• Input for this task:

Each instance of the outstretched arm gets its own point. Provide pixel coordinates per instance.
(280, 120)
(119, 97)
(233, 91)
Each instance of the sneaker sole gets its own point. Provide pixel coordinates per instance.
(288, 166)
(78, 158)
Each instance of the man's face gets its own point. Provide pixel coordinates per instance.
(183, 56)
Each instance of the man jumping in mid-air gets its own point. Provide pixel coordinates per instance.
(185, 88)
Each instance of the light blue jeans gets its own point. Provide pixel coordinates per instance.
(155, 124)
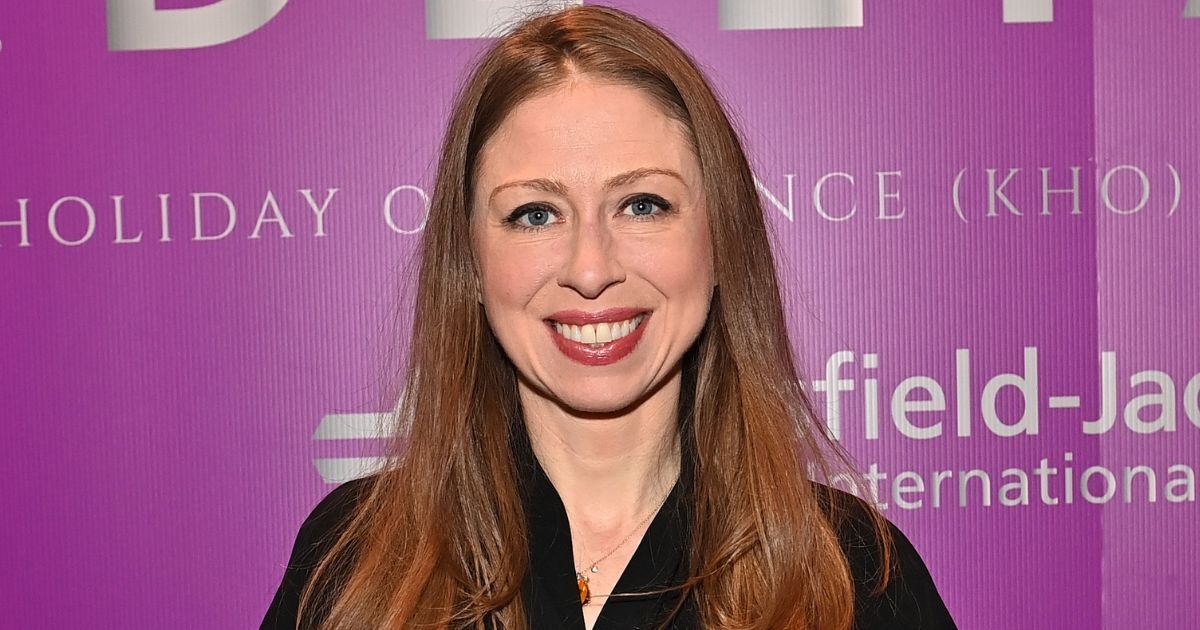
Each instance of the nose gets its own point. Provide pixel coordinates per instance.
(592, 264)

• Exercise:
Add 122 to both the x and y value of every answer point in the data above, then write all the lines out again, requests included, with the new points in place. Leave the pictures out.

• Result:
Each instance of the outstretched arm gets its own point. Provide pixel coordinates per instance.
(402, 242)
(241, 219)
(355, 213)
Each instance of the sneaker sole gets its own point. Provide pixel coordinates per instance.
(410, 288)
(200, 280)
Each instance of the man's face gets its own point. Provide pixel coordinates per instance.
(305, 178)
Each instance of the man jumping in mid-air gets its own point. Provide pixel coordinates per instance.
(307, 210)
Each instance of the light blue jeans gets its own point. Provide pixel coordinates per instance.
(277, 246)
Each instance of the nose gets its own point. Provide pixel coordinates per instance.
(714, 386)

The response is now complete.